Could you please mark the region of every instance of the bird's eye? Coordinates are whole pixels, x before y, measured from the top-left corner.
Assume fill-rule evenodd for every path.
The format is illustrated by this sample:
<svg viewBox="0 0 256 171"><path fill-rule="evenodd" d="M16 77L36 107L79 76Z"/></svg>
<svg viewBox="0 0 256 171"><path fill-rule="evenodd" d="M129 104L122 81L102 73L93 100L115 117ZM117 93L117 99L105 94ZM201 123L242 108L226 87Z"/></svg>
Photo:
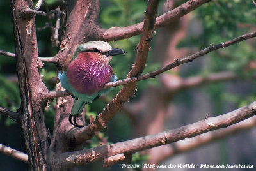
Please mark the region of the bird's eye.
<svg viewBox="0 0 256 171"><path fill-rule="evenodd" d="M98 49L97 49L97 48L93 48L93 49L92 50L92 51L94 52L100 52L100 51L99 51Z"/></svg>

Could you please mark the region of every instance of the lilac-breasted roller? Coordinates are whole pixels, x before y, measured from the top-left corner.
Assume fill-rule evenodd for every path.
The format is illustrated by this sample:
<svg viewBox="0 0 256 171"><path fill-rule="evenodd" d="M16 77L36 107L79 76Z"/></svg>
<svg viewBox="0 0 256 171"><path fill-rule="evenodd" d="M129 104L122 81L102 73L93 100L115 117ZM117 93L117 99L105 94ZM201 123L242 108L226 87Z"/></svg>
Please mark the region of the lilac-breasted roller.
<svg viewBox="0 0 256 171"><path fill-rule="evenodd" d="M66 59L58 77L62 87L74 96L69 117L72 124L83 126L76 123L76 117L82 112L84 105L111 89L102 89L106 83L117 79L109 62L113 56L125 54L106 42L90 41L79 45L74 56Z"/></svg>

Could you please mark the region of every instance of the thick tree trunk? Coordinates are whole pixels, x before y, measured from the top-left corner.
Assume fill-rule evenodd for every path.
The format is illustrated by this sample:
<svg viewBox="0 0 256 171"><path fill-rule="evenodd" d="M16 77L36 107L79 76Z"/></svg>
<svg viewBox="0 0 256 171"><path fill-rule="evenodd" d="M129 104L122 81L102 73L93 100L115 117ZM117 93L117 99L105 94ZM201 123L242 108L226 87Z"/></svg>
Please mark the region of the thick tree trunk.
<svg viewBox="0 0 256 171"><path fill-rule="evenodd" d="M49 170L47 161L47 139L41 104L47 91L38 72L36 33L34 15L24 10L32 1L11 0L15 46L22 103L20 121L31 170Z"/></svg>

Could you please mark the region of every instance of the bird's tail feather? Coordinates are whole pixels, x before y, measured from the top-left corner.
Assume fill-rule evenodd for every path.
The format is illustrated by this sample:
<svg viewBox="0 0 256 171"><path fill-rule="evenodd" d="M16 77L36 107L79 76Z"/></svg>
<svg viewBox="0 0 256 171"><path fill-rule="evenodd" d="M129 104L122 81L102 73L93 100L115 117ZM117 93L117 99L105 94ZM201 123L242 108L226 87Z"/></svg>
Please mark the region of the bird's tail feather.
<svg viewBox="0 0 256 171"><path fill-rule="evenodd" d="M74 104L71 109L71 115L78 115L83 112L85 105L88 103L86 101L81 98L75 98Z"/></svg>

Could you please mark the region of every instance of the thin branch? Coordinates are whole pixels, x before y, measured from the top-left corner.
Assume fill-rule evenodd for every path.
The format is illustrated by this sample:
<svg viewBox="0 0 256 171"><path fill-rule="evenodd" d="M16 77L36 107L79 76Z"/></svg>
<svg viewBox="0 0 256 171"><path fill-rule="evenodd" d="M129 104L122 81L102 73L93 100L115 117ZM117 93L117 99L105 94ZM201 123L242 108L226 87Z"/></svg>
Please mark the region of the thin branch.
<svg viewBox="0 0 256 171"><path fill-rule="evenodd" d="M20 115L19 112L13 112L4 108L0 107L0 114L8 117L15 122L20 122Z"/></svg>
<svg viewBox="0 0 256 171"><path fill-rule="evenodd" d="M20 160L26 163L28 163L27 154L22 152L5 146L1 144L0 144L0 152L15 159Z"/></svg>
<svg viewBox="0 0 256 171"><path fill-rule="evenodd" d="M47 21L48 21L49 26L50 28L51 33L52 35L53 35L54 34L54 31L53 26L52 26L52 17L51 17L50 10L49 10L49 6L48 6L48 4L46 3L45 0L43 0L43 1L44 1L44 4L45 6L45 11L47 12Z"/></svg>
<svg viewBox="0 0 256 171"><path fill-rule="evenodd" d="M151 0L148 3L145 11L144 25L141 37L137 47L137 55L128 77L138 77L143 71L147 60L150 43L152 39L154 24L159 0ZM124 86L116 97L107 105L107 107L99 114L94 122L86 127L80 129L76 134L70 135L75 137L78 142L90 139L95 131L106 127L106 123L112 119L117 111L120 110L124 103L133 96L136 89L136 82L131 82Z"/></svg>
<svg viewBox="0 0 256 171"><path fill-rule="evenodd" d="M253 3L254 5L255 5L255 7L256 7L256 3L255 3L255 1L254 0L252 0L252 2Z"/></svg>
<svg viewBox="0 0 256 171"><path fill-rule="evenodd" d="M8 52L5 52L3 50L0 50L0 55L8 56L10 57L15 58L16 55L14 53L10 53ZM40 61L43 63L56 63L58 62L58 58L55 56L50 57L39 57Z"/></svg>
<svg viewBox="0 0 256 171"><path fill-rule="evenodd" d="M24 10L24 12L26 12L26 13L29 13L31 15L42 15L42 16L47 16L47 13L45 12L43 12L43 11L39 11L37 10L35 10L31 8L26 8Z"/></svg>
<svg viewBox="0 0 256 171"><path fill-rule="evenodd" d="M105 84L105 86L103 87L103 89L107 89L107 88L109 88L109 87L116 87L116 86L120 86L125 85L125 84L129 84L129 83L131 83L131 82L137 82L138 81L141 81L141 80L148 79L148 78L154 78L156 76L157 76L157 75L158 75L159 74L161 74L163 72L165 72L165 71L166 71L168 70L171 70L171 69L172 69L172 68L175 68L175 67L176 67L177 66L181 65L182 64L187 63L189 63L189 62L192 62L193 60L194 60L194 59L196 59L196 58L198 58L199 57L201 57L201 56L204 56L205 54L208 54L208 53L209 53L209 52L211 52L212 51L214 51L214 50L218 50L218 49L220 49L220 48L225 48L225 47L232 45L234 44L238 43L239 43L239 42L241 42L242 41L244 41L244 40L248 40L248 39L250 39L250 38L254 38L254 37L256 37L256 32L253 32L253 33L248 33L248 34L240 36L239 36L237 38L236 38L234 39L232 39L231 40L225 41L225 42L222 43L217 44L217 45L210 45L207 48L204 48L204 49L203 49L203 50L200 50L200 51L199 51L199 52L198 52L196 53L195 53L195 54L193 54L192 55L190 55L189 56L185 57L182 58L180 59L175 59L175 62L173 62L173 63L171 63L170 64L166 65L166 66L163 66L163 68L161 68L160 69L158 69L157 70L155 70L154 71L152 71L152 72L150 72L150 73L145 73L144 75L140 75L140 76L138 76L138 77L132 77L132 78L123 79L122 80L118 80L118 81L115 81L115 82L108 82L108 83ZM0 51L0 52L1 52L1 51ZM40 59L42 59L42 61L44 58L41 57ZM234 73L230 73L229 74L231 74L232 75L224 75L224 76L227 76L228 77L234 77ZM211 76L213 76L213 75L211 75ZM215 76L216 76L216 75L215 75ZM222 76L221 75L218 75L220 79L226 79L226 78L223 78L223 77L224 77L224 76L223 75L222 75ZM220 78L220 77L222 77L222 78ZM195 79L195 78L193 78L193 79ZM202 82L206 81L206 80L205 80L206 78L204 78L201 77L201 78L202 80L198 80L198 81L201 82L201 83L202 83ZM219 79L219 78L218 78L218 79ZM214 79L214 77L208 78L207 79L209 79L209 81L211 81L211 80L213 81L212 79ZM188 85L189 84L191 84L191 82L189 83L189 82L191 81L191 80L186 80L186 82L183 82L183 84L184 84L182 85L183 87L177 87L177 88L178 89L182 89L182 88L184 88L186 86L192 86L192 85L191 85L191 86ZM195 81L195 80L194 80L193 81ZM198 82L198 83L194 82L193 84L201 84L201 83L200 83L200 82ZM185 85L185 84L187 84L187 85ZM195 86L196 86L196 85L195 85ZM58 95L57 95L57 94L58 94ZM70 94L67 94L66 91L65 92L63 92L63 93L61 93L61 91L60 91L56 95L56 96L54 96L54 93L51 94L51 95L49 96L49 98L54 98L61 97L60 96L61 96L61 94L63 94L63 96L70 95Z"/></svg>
□ □ □ □ □ □ □
• WORK TO COMPLETE: Copy out every line above that contains the string "tree", matching case exactly.

• SOLVED PROBLEM:
Could you please mark the region of every instance of the thick tree trunk? Coordinates are whole pixels, x before y, measured from the top-left corner.
Please mark the region of the thick tree trunk.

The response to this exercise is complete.